Assignment -> Every entry needs to be printed exactly, please.

++++ Records provided ++++

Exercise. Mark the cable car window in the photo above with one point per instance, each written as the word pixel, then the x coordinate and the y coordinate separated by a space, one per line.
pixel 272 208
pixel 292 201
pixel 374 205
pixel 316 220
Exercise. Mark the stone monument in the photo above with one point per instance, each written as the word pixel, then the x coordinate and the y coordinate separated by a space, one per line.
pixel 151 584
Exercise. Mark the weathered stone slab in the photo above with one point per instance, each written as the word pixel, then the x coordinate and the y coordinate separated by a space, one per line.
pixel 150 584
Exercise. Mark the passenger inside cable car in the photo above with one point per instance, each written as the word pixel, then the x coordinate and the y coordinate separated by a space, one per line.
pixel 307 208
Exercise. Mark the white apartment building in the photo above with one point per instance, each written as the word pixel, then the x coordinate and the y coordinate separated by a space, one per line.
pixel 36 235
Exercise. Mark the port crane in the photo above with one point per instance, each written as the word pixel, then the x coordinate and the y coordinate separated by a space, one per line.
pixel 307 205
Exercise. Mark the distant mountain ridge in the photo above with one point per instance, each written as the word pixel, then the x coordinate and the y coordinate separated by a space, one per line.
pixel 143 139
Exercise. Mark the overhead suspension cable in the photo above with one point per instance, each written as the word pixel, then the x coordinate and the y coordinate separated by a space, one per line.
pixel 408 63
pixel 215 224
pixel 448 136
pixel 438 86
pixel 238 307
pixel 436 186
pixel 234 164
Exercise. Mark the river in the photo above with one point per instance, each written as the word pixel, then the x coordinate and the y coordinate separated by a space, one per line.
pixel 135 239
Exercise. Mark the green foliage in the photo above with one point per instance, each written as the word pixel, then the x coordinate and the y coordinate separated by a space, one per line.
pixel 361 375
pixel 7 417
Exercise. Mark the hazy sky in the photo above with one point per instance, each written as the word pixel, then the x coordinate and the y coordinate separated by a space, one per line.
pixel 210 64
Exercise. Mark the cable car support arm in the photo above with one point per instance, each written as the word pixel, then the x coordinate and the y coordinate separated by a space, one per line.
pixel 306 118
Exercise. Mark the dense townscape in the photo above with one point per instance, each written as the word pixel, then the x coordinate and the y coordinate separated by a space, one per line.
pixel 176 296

++++

Exercise answer ->
Exercise. Mark the cable car window in the photo above with one point per instance, each written as the word pixel, then the x coordinate and the y coordinate separated by a space, one per line.
pixel 272 208
pixel 292 201
pixel 374 205
pixel 316 220
Exercise. Mark the stone monument in the photo above with one point per instance, each written as the word pixel, then the x coordinate and the y coordinate separated by a space, one per line.
pixel 151 584
Exercise. Mark the weathered stone slab in the photo above with one point per instance, each written as the word pixel, then the x coordinate and the y coordinate separated by a space, one per line.
pixel 150 584
Exercise. Mark the passenger inside cable car in the photo above with one point per instance, each written as the word pixel, then the x coordinate and the y coordinate separated by a space, one per line.
pixel 307 208
Exercise. Mark the white apartment building in the photo above with one point per instance, each written as the word pixel, then the x coordinate and the y coordinate separated by a space, one per line.
pixel 36 235
Exercise. Mark the port crane in the photo above with one point per instance, each written as the word pixel, then the x coordinate and the y coordinate separated by a space, one per line.
pixel 307 205
Exercise. Mark the distant mountain ridge in the photo above with one point per instance, each written as the word pixel, then the x coordinate and the y coordinate separated by a space, one per line.
pixel 143 139
Exercise. Mark the overhead suspension cable in the photo above with one point per instance, each written as the word pixel, then the x coordinate and the y coordinate separated by a space, one per line.
pixel 408 63
pixel 215 224
pixel 448 136
pixel 438 86
pixel 238 307
pixel 436 186
pixel 234 164
Exercise. Mark the river in the photo above with one point per instance, each written as the word pixel, then the x coordinate and the y coordinate separated by a space, one per line.
pixel 135 239
Exercise. Mark the green foliage in the photo above with one point per instance, each written as the word pixel, then the x coordinate and the y coordinate separated by a space, one per line.
pixel 361 375
pixel 7 417
Exercise. Mark the hazy sky in the photo above with one point per instance, each written as the word pixel, then the x coordinate and the y coordinate separated by a space, one per line.
pixel 210 64
Exercise. Mark the cable car support arm in the photo above with one point per instance, each written as the word pixel, then the x coordinate and the y coordinate separated by a space, one per line.
pixel 306 118
Exercise. Mark the dense townscape in the photo above with one point per instance, each written as the word pixel, then the x coordinate and the y coordinate separated by a space, one per line.
pixel 176 296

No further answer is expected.